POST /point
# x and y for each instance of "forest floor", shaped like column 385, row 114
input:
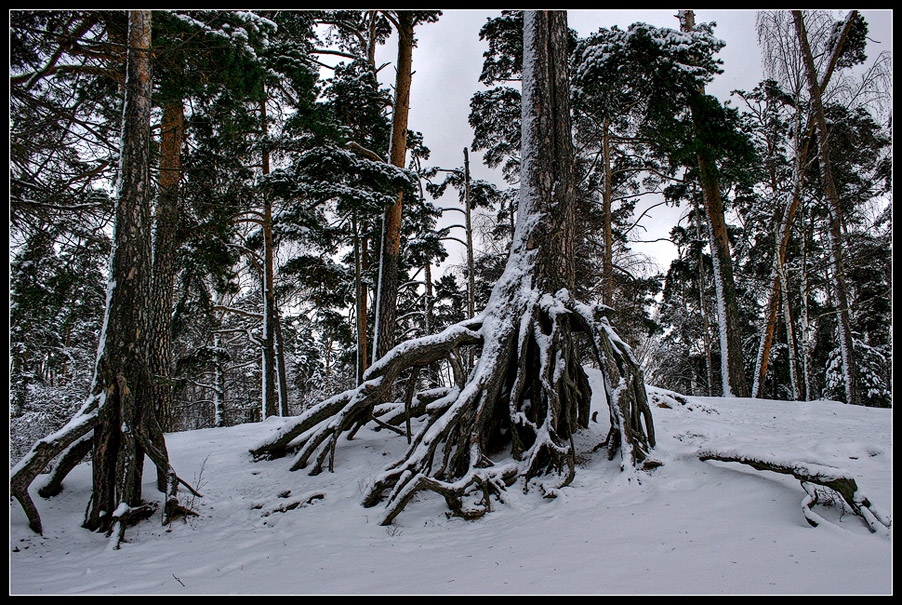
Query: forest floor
column 688, row 527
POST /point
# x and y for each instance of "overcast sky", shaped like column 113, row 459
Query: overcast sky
column 448, row 59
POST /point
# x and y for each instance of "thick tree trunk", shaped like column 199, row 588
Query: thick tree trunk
column 840, row 291
column 387, row 297
column 513, row 417
column 274, row 380
column 120, row 407
column 121, row 372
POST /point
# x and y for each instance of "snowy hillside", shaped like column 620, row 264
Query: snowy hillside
column 687, row 527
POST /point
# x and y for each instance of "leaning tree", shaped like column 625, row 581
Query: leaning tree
column 513, row 417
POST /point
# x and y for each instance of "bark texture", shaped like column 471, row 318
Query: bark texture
column 387, row 302
column 733, row 369
column 838, row 275
column 120, row 408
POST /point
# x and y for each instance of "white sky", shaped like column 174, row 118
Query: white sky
column 448, row 59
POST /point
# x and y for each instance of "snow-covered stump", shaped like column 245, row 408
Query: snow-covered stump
column 513, row 419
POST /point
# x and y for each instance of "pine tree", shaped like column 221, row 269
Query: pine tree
column 528, row 391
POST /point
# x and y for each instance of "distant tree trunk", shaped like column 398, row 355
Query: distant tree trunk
column 122, row 373
column 360, row 300
column 840, row 291
column 732, row 366
column 159, row 353
column 803, row 137
column 387, row 297
column 127, row 425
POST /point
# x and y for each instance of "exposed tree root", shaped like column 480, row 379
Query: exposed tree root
column 71, row 444
column 525, row 397
column 44, row 451
column 810, row 476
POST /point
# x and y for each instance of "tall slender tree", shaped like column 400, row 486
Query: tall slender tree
column 732, row 365
column 838, row 272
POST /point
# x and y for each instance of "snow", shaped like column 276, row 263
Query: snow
column 687, row 527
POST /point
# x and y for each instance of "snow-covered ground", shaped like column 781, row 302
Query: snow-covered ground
column 687, row 527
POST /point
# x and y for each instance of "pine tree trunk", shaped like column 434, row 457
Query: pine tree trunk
column 840, row 291
column 733, row 367
column 514, row 415
column 387, row 299
column 165, row 225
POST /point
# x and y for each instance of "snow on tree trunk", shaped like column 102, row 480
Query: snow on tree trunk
column 387, row 294
column 513, row 417
column 120, row 407
column 840, row 292
column 732, row 366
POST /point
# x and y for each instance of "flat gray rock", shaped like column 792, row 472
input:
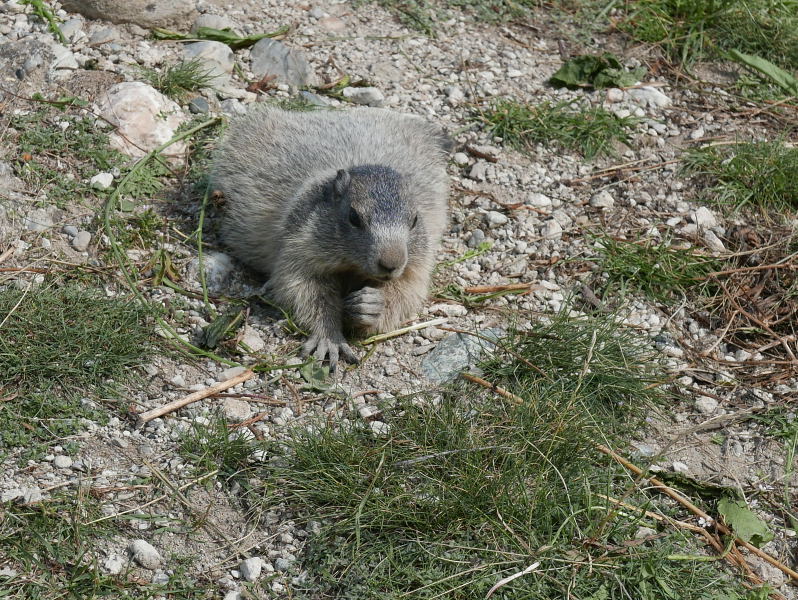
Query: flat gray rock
column 270, row 57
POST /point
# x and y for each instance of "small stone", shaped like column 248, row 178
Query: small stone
column 252, row 340
column 703, row 217
column 251, row 568
column 614, row 95
column 102, row 181
column 649, row 96
column 370, row 96
column 495, row 219
column 332, row 24
column 479, row 171
column 235, row 410
column 379, row 428
column 145, row 554
column 644, row 532
column 460, row 159
column 113, row 565
column 706, row 405
column 81, row 241
column 477, row 237
column 602, row 200
column 551, row 230
column 198, row 106
column 62, row 462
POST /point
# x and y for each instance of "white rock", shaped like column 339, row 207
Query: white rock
column 113, row 565
column 144, row 117
column 706, row 405
column 102, row 181
column 252, row 339
column 680, row 467
column 251, row 568
column 703, row 217
column 614, row 95
column 649, row 96
column 81, row 241
column 448, row 310
column 602, row 200
column 495, row 219
column 460, row 159
column 551, row 230
column 367, row 95
column 713, row 241
column 144, row 554
column 235, row 410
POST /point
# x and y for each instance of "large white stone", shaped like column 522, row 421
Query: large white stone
column 144, row 119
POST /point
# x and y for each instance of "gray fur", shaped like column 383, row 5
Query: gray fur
column 291, row 181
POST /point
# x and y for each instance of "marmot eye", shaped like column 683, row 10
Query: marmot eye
column 354, row 219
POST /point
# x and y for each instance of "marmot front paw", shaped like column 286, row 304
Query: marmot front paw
column 364, row 307
column 331, row 347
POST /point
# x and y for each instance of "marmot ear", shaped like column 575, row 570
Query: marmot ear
column 341, row 184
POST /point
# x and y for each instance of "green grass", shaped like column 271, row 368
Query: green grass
column 180, row 79
column 57, row 159
column 690, row 30
column 468, row 488
column 591, row 131
column 655, row 268
column 58, row 348
column 755, row 174
column 54, row 548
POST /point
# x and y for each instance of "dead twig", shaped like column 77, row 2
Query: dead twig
column 145, row 417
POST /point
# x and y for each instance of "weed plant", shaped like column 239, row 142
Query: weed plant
column 655, row 268
column 57, row 347
column 691, row 30
column 178, row 80
column 591, row 131
column 467, row 488
column 755, row 174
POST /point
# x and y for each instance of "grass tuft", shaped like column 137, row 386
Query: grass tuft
column 690, row 30
column 756, row 174
column 591, row 131
column 178, row 80
column 57, row 346
column 467, row 488
column 657, row 269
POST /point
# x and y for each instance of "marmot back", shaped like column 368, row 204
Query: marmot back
column 343, row 209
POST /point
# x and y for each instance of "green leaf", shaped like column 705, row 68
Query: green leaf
column 226, row 36
column 595, row 71
column 744, row 522
column 777, row 75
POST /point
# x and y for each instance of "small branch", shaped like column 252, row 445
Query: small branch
column 191, row 398
column 381, row 337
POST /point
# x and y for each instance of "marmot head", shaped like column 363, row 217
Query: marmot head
column 378, row 224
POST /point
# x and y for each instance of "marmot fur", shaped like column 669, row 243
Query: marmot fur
column 343, row 209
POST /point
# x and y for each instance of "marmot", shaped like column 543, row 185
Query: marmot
column 343, row 209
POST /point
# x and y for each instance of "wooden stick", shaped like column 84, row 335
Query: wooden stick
column 191, row 398
column 381, row 337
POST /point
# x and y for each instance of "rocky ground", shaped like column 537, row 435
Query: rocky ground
column 538, row 212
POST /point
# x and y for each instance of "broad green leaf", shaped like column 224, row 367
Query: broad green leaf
column 777, row 75
column 744, row 522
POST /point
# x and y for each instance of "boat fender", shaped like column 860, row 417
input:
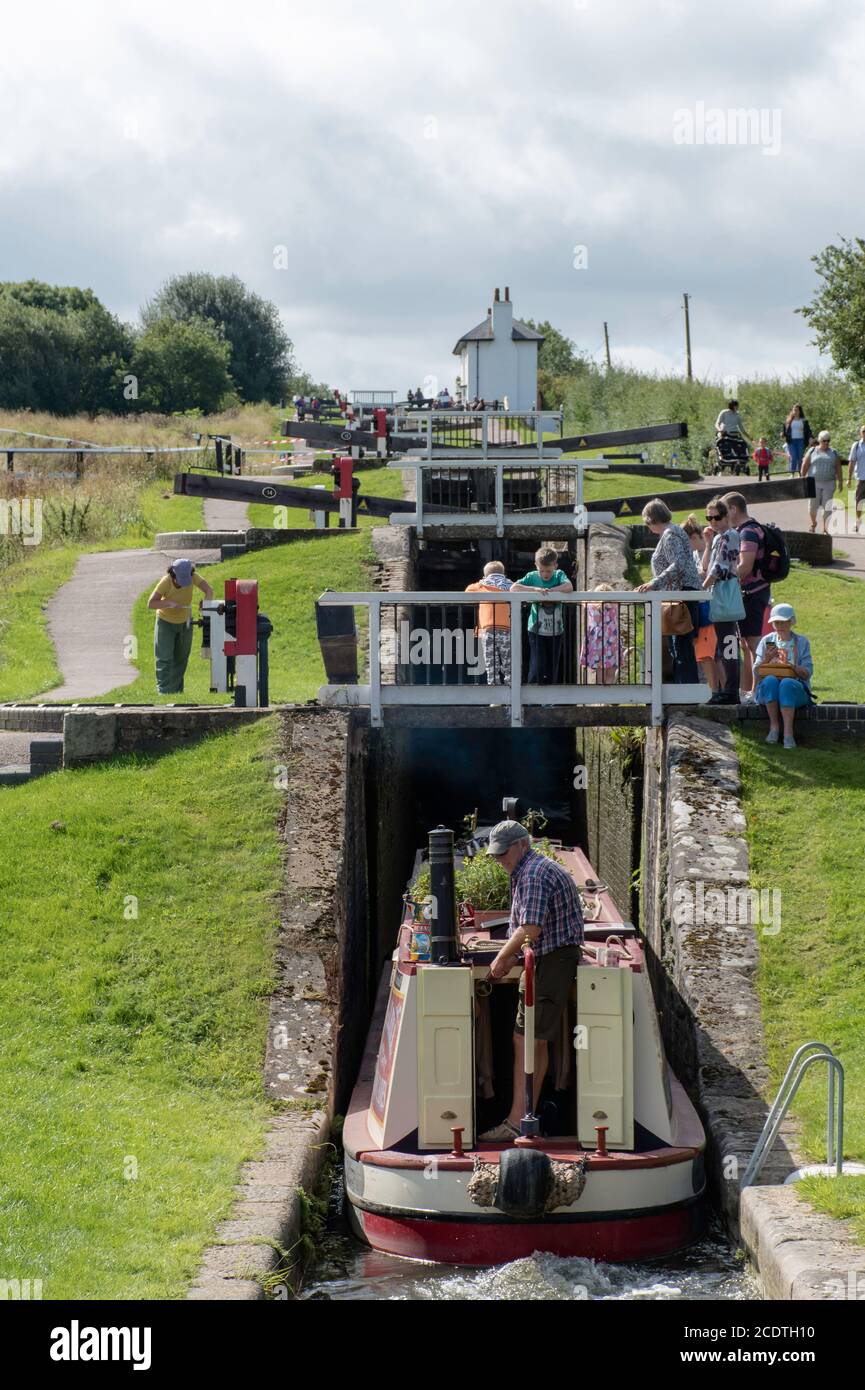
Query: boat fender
column 524, row 1182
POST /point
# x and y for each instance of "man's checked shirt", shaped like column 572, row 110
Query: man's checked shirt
column 545, row 895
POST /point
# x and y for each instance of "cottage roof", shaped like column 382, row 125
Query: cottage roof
column 519, row 332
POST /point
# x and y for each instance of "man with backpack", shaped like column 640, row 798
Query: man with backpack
column 762, row 558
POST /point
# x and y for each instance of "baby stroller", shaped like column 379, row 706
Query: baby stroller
column 730, row 455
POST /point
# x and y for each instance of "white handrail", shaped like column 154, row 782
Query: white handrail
column 652, row 691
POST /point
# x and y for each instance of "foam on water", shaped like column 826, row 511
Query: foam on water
column 708, row 1271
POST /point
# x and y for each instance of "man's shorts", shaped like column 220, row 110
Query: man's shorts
column 552, row 980
column 755, row 605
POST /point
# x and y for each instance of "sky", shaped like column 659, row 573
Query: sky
column 377, row 170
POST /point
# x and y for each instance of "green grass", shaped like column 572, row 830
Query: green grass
column 132, row 1045
column 291, row 577
column 377, row 483
column 626, row 485
column 839, row 1197
column 805, row 815
column 27, row 653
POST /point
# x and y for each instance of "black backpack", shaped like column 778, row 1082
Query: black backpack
column 773, row 565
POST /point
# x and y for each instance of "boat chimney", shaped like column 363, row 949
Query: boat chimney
column 442, row 890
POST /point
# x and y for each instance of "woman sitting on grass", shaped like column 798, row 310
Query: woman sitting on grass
column 783, row 648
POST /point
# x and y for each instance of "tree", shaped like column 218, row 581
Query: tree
column 181, row 366
column 60, row 349
column 260, row 350
column 558, row 356
column 837, row 310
::::::::
> [Task goal]: Rewrite the part of the records that opens with the first line and closes with the line containing "column 127, row 425", changing "leaning tree" to "slanted tree" and leaving everything else unchanged. Omit the pictures from your answer.

> [Completed task]:
POST /point
# x and y for each instance of "forest floor", shaped like column 385, row 114
input:
Query: forest floor
column 688, row 527
POST /point
# x and y for each instance of "overcast sky", shaped like column 113, row 459
Query: overcast sky
column 448, row 59
POST /point
# x and y for each instance of "thick tree trunk", shaped like column 199, row 588
Query: thick tree trunk
column 840, row 291
column 387, row 297
column 513, row 417
column 274, row 380
column 120, row 407
column 121, row 372
POST /point
# x and y for each instance of "snowy hillside", shaped like column 620, row 264
Query: snowy hillside
column 687, row 527
POST /point
# x and y for each instance of "slanted tree", shaped like column 625, row 581
Query: slanted tree
column 513, row 417
POST /point
# x and y for each instance of "bark texture", shaped like column 471, row 318
Query: bark texture
column 387, row 302
column 733, row 369
column 838, row 275
column 120, row 408
POST /point
# x and y for each instance of "white sky", shaped like column 174, row 118
Query: white sky
column 448, row 59
POST /point
# x and y for each instance of "snow-covered stump", shaped like column 245, row 408
Query: snow-covered stump
column 513, row 419
POST /point
# x and y for each instance of "pine tree", shaped like column 221, row 269
Query: pine tree
column 528, row 391
POST /point
# x and y for each instance of "distant tree trunk", shaped like column 398, row 355
Query: distant tree trunk
column 122, row 373
column 360, row 300
column 840, row 291
column 732, row 366
column 159, row 353
column 803, row 137
column 387, row 297
column 127, row 425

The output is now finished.